Stored items
━━━━━━

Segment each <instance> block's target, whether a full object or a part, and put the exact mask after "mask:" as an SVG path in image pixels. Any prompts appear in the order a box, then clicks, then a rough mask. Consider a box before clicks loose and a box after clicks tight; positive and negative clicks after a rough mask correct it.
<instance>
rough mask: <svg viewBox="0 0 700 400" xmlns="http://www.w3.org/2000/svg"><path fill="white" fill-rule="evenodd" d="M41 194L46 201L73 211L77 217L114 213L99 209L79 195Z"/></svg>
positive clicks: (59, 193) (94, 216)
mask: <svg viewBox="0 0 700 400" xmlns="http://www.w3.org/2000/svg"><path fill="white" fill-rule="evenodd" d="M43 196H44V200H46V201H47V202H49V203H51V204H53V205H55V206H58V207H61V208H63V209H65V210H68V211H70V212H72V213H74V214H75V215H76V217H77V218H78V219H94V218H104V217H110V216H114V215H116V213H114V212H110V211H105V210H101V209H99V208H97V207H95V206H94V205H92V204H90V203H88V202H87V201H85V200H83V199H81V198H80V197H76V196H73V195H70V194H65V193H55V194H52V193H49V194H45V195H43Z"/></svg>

━━━━━━

## Work required
Quote every entry above word for word, keeping each line as it stands.

## Solution to the problem
Segment each <instance> block's target, whether a full object or a part, and put the exact mask after "mask:" as an SVG path in image pixels. Any prompts appear in the order a box, then clicks, then a rough mask. Consider a box before clicks loose and a box after clicks tight; positive and negative clicks after a rough mask correct it.
<instance>
rough mask: <svg viewBox="0 0 700 400" xmlns="http://www.w3.org/2000/svg"><path fill="white" fill-rule="evenodd" d="M41 194L46 201L73 211L77 217L114 213L99 209L79 195Z"/></svg>
positive clicks: (59, 193) (94, 216)
mask: <svg viewBox="0 0 700 400" xmlns="http://www.w3.org/2000/svg"><path fill="white" fill-rule="evenodd" d="M43 196H44V200H46V201H47V202H49V203H51V204H53V205H55V206H58V207H61V208H63V209H65V210H68V211H70V212H72V213H74V214H75V215H76V217H77V218H78V219H94V218H104V217H110V216H114V215H116V213H114V212H110V211H105V210H101V209H99V208H97V207H95V206H94V205H92V204H90V203H88V202H87V201H85V200H83V199H81V198H80V197H76V196H73V195H70V194H65V193H55V194H52V193H49V194H45V195H43Z"/></svg>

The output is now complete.